◆ **TRAVAIL DEMANDÉ**
Rédigez la suite du texte sur la nationalisation de la SONATEL, en reprenant après sa dernière phrase.

---- EXTRAIT DU TEXTE

Sonatel: il ne faut pas tuer la poule aux oeufs d'or.


La dernière trouvaille de Wade ? Nationaliser la SONATEL. Je suis tenté de dire pourquoi et comment ? Il faudrait d’abord qu’on explique aux sénégalais les raisons d’une nationalisation de la SONATEL. Le populisme wadiste, nationalisme teintée de démagogie, va sûrement nous chanter encore ce refrain de « milliards » qui partent vers l’étranger. Décidemment il aime l’argent comme dirait l’autre. Il faudrait cependant lever certaines équivoques.
Peut on en effet expliquer aux sénégalais qu’un libéral se plaigne que des privés, fussent ils des étrangers, gagnent de l’argent après avoir investi leur capital ? On fait un bien mauvais procès à France Télécoms. Quand France Télécoms investissait au Sénégal, en rachetant des parts dans SONATEL, cette dernière ne faisait pas les bénéfices actuelles. Elle était à peine à l’équilibre du bilan. France Télécoms a donc misé et gagné, peut on lui reprocher cela ?

1) Bluff Wadien ?

L’Etat du Sénégal a-t-il mesuré la portée de cette annonce de nationalisation, même s’il s’agit de bluff wadien ? Car ça doit bien être un bluff. Un Etat ne peut pas vendre ses parts aux ICS, à la SAR, à AXA etc… et dans le même temps vouloir faire le contraire à la SONATEL. Et mieux encore, la SONATEL a des concurrents : TIGO et SUDATEL. L’Etat a il une action dans ces deux entreprises ou bien va-t-il les nationaliser aussi ?

--------
---- ENREGISTREMENTS FOURNIS

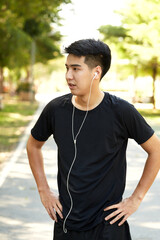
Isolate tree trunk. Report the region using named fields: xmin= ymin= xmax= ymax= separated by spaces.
xmin=0 ymin=67 xmax=4 ymax=94
xmin=152 ymin=63 xmax=157 ymax=109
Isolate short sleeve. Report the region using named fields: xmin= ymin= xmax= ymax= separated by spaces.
xmin=31 ymin=102 xmax=54 ymax=141
xmin=123 ymin=104 xmax=154 ymax=144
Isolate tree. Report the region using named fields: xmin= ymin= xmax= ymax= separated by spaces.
xmin=100 ymin=0 xmax=160 ymax=108
xmin=0 ymin=0 xmax=70 ymax=93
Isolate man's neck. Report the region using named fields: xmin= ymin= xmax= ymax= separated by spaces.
xmin=72 ymin=90 xmax=104 ymax=111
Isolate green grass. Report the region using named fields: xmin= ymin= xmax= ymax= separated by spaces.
xmin=0 ymin=100 xmax=38 ymax=152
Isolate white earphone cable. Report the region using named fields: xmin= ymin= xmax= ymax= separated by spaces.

--------

◆ **EN RÉPONSE**
Dans tous les cas cette annonce est catastrophique dans la perception du Sénégal dans le monde des affaires. SONATEL n’est pas seulement la première entreprise sénégalaise, le premier contribuable (12% Des recettes fiscales, 175 milliards dans les caisses de l’Etat en 2010), c’est aussi le meilleur produit de marketing de la destination Sénégal pour l’investissement direct étranger (IDE). En effet, l’APIX qui se tue à attirer difficilement des investisseurs étrangers, n’a pas meilleur exemple à leur donner que le taux de rentabilité des capitaux investis par France Télécoms au Sénégal. Au lieu de le voir comme une injustice, ce fait doit être un excellent moyen d’attirer des investisseurs au Sénégal. D’ailleurs, s’il n’y avait pas la réussite SONATEL, le Sénégal n’aurait pas pu vendre une licence de télécoms à 200 millions de dollars US et réclamer la même somme à TIGO, sans compter des opérateurs qui sont déjà sur la ligne de départ pour la quatrième licence, certains proposant jusqu’à 500 millions de dollars.
Il faudrait aussi savoir qu’aujourd’hui SONATEL gagne une grande partie de son chiffre d’affaires à l’étranger : appels entrants et filiales au Mali, Guinée et Guinée Bissau. Que vont penser les maliens et les guinéens, s’ils entendent qu’on ne veut pas que des étrangers gagnent de l’argent chez nous alors qu’au même moment nous concurrençons leurs opérateurs historiques ?
En réalité, Wade voudrait il nationaliser la SONATEL qu’il ne le pourrait pas. En supposant même que France TELECOM accepte de lui vendre ses actions au cours de bourse, il faudrait à l’ETAT débourser 600 milliards de FCFA. Ce qui est totalement utopique, car même si France TELECOMS acceptait de vendre elle demanderait une prime car l’action SONATEL est largement sous évaluée par le marché et les banques d’affaires commises par l’ETAT avaient évalué ces actions à 250 000 FCFA. Cela vaudrait dire que le Sénégal ne débourserait pas moins de 1000 milliards. Le Sénégal n’a pas cet argent.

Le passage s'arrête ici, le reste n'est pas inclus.